▸ **What this task involves**
Write down each entry precisely as given.

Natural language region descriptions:
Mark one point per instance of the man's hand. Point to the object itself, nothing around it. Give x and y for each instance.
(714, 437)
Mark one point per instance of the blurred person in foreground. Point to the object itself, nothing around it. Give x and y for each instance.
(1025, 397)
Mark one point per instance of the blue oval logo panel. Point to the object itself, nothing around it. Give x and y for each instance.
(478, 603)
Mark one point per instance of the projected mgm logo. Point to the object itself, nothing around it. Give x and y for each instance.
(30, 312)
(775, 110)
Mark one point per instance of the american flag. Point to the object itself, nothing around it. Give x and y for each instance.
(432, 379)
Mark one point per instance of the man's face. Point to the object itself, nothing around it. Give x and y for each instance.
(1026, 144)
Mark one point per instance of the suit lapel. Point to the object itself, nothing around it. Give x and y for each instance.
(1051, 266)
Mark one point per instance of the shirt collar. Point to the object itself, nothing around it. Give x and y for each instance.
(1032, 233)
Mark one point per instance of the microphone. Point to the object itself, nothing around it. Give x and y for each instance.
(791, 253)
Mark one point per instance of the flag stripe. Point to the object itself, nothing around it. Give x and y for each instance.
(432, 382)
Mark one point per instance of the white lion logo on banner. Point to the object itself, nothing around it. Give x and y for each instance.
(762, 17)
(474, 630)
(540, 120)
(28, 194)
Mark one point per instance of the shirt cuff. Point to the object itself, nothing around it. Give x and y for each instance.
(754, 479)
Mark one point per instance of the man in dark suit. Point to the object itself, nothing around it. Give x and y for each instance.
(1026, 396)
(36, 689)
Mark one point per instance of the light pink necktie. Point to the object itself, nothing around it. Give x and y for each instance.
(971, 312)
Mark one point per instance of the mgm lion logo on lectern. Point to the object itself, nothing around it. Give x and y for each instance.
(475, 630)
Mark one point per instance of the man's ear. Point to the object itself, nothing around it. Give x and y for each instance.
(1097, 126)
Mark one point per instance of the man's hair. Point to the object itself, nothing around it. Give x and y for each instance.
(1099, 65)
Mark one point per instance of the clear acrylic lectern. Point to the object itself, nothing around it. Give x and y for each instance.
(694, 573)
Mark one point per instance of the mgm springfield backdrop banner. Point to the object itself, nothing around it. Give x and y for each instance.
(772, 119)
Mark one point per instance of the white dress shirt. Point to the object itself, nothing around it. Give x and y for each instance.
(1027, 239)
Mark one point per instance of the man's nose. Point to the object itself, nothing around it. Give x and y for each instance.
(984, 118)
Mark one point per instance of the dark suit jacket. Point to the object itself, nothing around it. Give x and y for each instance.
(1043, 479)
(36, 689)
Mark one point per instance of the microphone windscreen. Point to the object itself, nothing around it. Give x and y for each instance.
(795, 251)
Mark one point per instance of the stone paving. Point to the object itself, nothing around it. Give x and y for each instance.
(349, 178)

▸ **Result for this exercise**
Mark one point per instance of the man's hand. Point to the object itself, nothing around it. Give x and y for each instance.
(714, 437)
Mark one point per instance of the blurred person in foreground. Point to the object itself, nothing around it. Give x and y for each instance.
(1025, 397)
Mark one point per instance of the blue oval logo panel. Point to the object itself, nothing around it. Give x and y for each instance.
(478, 603)
Mark one point per instance of the projected mgm logo. Point to the object itself, nothing around it. Give x and y for each instance.
(30, 312)
(775, 110)
Mark one point per instance of the american flag. Point to the object itself, nothing around it. Give x and y for each instance.
(432, 379)
Mark one point per instance of the man's face. Point to the object itself, nothing around it. Give x and y for each instance.
(1026, 144)
Mark one point per instance of the suit lapel. Point to the object itself, nothing around it. Give x and y for each instance.
(1051, 266)
Mark one point per instance of the shirt collar. Point to the object itself, nothing around it. Give x and y for each instance.
(1032, 233)
Mark one point per instance of the microphone. Point to the object itself, nothing around it. Give x and y for each instance.
(791, 253)
Mark one point per instance of the flag stripe. Point to the object itself, nothing around it. Give x and y for each instance.
(432, 382)
Mark one point per instance of the white lion logo on banner. Point to the object itself, nothing around it. Give x and y for each instance.
(762, 17)
(474, 630)
(540, 120)
(28, 194)
Mark one point per instance of the shirt cuff. Point to the object itself, nothing around it. Give x and y for each instance.
(754, 479)
Mark one point per instance of the man in dark suit. Point to the object itself, nothing around it. Give x and y for each instance.
(1026, 396)
(36, 689)
Mark one point per instance of the light pink necktie. Point to the object itself, nothing around it. Give x and y for each instance.
(971, 312)
Mark one point per instance of the mgm lion logo on lectern. Point to the object itself, nothing around it. Give x and y for each instance.
(475, 630)
Mark one point per instance of the man's ear. Point to the object itself, nothing around it. Give x and y for each instance.
(1097, 126)
Mark one point per instance of the man's hair. Point to the object itself, nothing around it. Give x and y for each instance.
(1099, 65)
Mark one point per instance of the clear acrylic lectern. Point to the object itself, nothing around it. Give x and y for each instance.
(694, 573)
Mark one point per instance of the mgm springfield backdrop banner. Point to the object itself, nothing around it. Give x and y for each instance.
(772, 119)
Mark one point per instance of the white dress shirt. Point to the object itself, nothing around it. Give x and y for each instance.
(1027, 239)
Mark one point per instance of the man's nose. Point to the object itself, nothing around it. Give x and y for each instance.
(984, 118)
Mark one point per instance of the dark suit jacket. Point to the object itself, nothing around it. Give x and y for each instance.
(1043, 479)
(36, 689)
Mark one point per instance of the microphone windscreen. Point to the object itself, nothing around it. Give x and y for each instance.
(795, 251)
Mark one point per instance of the stone paving. Point to the object itself, nothing around it. Give x and y for each instance.
(349, 178)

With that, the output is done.